## Job
What follows is a block of records; restate each one word for word.
----
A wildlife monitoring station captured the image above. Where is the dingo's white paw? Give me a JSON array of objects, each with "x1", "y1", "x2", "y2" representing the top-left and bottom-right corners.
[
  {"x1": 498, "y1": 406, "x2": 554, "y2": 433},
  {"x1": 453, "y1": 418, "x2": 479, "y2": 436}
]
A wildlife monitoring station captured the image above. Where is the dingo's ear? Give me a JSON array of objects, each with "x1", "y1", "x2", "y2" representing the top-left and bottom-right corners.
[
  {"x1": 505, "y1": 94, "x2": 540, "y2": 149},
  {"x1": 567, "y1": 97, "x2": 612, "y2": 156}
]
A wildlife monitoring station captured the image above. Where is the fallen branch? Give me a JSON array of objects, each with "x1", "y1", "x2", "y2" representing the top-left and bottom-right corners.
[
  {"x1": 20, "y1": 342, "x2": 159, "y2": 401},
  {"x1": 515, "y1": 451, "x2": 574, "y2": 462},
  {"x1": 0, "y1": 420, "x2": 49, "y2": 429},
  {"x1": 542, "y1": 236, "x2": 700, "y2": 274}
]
----
## Finished task
A wildlife monitoring station captured the image above. Where is the dingo's white paw? Give me a JSON array of objects, each with "x1", "y1", "x2", "y2" representing the top-left and bottom-right corners.
[
  {"x1": 498, "y1": 406, "x2": 554, "y2": 433},
  {"x1": 453, "y1": 418, "x2": 479, "y2": 436}
]
A wildlife monitoring station captured the image above. Where is the dingo's ear? Give me a JSON array of objects, each with "x1", "y1", "x2", "y2" representing the top-left and bottom-right corners.
[
  {"x1": 505, "y1": 94, "x2": 540, "y2": 149},
  {"x1": 567, "y1": 97, "x2": 612, "y2": 156}
]
A wildlife monitoring station captured the image above. Where is the fallen branch? Give me a JSON array of objects, each with "x1", "y1", "x2", "y2" representing the top-left and bottom-right corners.
[
  {"x1": 20, "y1": 342, "x2": 159, "y2": 401},
  {"x1": 515, "y1": 451, "x2": 574, "y2": 462},
  {"x1": 0, "y1": 420, "x2": 49, "y2": 429},
  {"x1": 542, "y1": 236, "x2": 700, "y2": 274}
]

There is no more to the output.